Tarea asignada 1:
Reproduce de los registros las líneas que van desde la que contiene "Definition of the keypoint: for every instance of the bare" hasta la que contiene "Definition of the keypoint: for every instance of the person", ambas incluidas.

Fragmento proporcionado:
#####

Lo que produjo el Holocausto fue, en fin, el carácter obsesivo del antisemitismo de Hitler. En condiciones de victoria, podía proponer para los judíos el simple alejamiento. Si le amenazaba la derrota de su sueño megalómano y demencial, podía proponer la eliminación radical de este esencial adversario. A partir de estas afirmaciones, se puede dar respuesta a un interrogante que durante mucho tiempo ha obsesionado a los historiadores. El Holocausto puede, en efecto, ser interpretado como un proceso de intencionalidad clara, en el que cada uno de sus pasos previos llevaba de forma necesaria al siguiente. Sin embargo, parece obvio que en última instancia el camino hacia el estadio de la eliminación masiva sólo puede explicarse como consecuencia de circunstancias concretas de un determinado momento. Sólo con la campaña contra la URSS se hizo inmediata la voluntad de eliminar por completo a los judíos. La victoria de los nazis en la Alemania de 1933 había supuesto en primer lugar la determinación de lo que se entendía como judío desde el punto de vista familiar y religioso, así como la marginación de los judíos de ciertas categorías profesionales. Permaneció, sin embargo, para los afectados la duda acerca de si debían abandonar Alemania o no, porque con el paso del tiempo las medidas persecutorias parecieron desdibujarse un tanto. Desde 1933 hasta 1937, emigraron de Alemania unos 130.000 judíos y en los dos años inmediatos al estallido de la guerra lo hicieron otros 120.

#####

Conjunto de datos:
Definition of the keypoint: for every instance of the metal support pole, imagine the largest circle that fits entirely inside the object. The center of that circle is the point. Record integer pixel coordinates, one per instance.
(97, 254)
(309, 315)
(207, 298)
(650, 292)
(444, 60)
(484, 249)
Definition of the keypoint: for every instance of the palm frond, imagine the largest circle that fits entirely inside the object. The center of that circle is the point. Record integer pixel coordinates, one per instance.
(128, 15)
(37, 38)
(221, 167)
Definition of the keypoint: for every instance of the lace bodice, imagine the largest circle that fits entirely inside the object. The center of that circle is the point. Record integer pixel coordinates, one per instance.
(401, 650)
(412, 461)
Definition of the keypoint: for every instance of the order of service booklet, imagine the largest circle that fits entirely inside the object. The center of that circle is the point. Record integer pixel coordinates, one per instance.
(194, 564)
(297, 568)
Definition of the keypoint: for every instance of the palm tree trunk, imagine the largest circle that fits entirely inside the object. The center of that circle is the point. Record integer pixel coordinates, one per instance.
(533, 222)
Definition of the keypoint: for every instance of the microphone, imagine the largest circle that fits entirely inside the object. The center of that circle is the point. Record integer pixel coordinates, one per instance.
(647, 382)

#####

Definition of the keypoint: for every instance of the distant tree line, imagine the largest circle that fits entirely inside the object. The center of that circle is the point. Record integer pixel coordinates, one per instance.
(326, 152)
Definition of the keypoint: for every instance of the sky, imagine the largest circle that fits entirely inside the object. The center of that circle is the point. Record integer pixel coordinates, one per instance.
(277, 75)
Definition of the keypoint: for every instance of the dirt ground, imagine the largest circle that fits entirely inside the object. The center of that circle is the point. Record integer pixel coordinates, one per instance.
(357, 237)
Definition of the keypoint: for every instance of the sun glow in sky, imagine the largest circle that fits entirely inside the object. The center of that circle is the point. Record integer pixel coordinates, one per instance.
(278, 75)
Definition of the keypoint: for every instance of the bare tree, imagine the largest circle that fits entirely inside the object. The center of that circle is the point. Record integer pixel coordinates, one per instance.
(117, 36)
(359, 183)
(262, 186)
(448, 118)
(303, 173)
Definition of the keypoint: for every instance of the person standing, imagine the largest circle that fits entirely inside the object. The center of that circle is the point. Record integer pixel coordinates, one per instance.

#####

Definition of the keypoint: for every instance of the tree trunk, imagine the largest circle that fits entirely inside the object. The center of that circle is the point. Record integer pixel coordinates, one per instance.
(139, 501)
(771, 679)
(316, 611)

#####

Tarea asignada 2:
Según el fragmento sobre el Holocausto, ¿con qué acontecimiento se hizo inmediata la voluntad de eliminar por completo a los judíos?

Respuesta correcta 1:
Definition of the keypoint: for every instance of the bare tree, imagine the largest circle that fits entirely inside the object. The center of that circle is the point. Record integer pixel coordinates, one per instance.
(117, 36)
(359, 183)
(262, 186)
(448, 118)
(303, 173)
Definition of the keypoint: for every instance of the person standing, imagine the largest circle that fits entirely inside the object. The center of that circle is the point. Record integer pixel coordinates, one per instance.

Respuesta correcta 2:
Con la campaña contra la URSS.